#### [TASK BRIEF]
Answer these questions from the article on the MTA bond downgrade.
(a) What rating did Kroll assign the MTA's primary transportation revenue bond credit?
(b) How much emergency aid did the MTA ask Congress to provide?
(c) By what percentage did average subway ridership drop in September year-over-year?

The newest Wall Street hit to New York’s Metropolitan Transportation Authority came Monday when Kroll Bond Rating Agency downgraded its primary transportation revenue bond credit to AA from AA-plus.
Kroll assigns a negative outlook.
“The downgrade reflects the expectation that the sharp decline in ridership due to COVID-19 will continue well into 2021,” Kroll said in a statement. The decline in ridership has caused gross debt service coverage for 2020 to drop to 4.8 times from 8 and 9.1 times in the previous two years, Kroll said, citing the MTA’s midyear forecast.
“The negative outlook reflects KBRA’s expectation of a prolonged reduction and slow recovery in ridership to pre-pandemic levels, as well as the uncertain timing and amount of federal and state support to address the worsening operating gap,” Kroll added.
Kroll placed the MTA on watch downgrade on March 24.
The state-run MTA, which operates New York City’s subways and buses, two commuter rail lines and several interborough bridges and tunnels, is one of the largest municipal issuers with roughly $46 billion in debt, including special credits.
The authority is bleeding money from the effects of the coronavirus. Shutdowns and stay-at-home measures to counter the pandemics have pummeled its revenue sources while costs have spiked because of the required deep cleaning to maintain the system.
Congress is gridlocked over the latest coronavirus rescue package.
“Kroll’s action reflects the financially stressed conditions under which the MTA finds itself," MTA spokesman Aaron Donovan said. "We are thereby urgently calling on Congress to provide $12 billion in emergency aid, and are heartened by the inclusion of robust emergency assistance in the House’s COVID relief bill, HEROES 2.0.”
Moody’s Investors Service last month downgraded the MTA to A3 from A2 in the first hit to the authority from Wall Street since March. The MTA has received several other warnings from rating agencies.
Based on the MTA’s latest daily data, average ridership in September dropped by 69% for subways, 50% for buses, 70% for the Long Island Rail Road and 73% for Metro-North year-over-year.
“While subway ridership continues to trend favorably as New York City progresses through various phases of reopening, the increases in ridership appear to have plateaued in recent weeks,” Kroll said.
Ominous warnings have come from Mayor Bill de Blasio this past week about a pullback in the reopening process. De Blasio cited rising coronavirus cases including nine red-flag neighborhoods in Brooklyn and Queens.
According to data on the Municipal Securities Rulemaking Board's EMMA website, a block of Series 2012F transportation revenue bonds maturing in 2025 that originally priced at 117.643 cents on that dollar with a 5% coupon, sold to a customer Monday at a price of 104.331 cents with a 4.136 yield.
The MTA has $2.15 billion of bank lines of credit expiring in 2022, according to Kroll, with $1.67 billion undrawn as of Sept.15. It has exhausted the $3.9 billion in federal CARES Act funding it received in March for operating purposes.
“Even if additional funding materializes, it is unlikely to be enough to address the MTA’s structural imbalance, which pre-dates recent events,” Kroll said.
The authority may also apply to use its remaining $2.9 billion available under the MLF program. In August it sold $450 million of transportation revenue bond anticipation notes to the Fed at 1.93%, after rejecting bids from banks in the open market. MTA officials said the move saved the authority $12 million.
Mass transit systems nationwide are under siege, according to municipal bond analyst Joseph Krist.

#### [DATA UNDER STUDY]
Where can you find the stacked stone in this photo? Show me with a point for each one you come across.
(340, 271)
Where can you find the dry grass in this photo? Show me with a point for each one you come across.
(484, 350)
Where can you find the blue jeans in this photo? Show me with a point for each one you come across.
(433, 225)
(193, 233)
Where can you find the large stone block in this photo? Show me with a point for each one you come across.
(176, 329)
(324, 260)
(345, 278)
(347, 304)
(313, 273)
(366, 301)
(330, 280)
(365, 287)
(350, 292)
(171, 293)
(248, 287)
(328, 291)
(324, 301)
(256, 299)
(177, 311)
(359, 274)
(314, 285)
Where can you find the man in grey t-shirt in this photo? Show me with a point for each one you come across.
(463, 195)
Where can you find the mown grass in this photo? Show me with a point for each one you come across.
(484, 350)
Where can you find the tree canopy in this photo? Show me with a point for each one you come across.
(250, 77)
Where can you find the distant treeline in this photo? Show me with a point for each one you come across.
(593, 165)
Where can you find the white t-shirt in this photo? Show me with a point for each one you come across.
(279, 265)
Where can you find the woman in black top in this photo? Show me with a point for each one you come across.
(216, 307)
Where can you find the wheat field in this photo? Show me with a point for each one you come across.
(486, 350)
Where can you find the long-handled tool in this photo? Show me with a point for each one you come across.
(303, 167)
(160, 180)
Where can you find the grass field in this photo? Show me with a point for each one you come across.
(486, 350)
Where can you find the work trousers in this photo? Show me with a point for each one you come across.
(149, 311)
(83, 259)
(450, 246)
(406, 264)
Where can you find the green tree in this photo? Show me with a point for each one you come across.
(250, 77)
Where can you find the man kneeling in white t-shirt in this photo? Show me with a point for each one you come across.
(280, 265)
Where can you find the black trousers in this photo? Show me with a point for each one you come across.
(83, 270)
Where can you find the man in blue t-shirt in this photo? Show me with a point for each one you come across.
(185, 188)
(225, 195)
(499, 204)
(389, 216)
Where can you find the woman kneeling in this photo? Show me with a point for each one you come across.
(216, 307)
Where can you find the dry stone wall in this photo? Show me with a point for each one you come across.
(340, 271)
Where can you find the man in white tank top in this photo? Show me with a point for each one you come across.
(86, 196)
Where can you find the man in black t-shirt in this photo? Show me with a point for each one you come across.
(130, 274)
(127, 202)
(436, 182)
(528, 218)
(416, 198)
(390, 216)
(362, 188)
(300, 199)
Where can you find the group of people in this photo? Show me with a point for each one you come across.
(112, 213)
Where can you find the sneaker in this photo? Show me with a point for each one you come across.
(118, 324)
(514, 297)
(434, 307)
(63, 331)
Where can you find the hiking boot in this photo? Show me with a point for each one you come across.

#### [WRITTEN SOLUTION]
(a) AA, down from AA-plus
(b) $12 billion
(c) 69%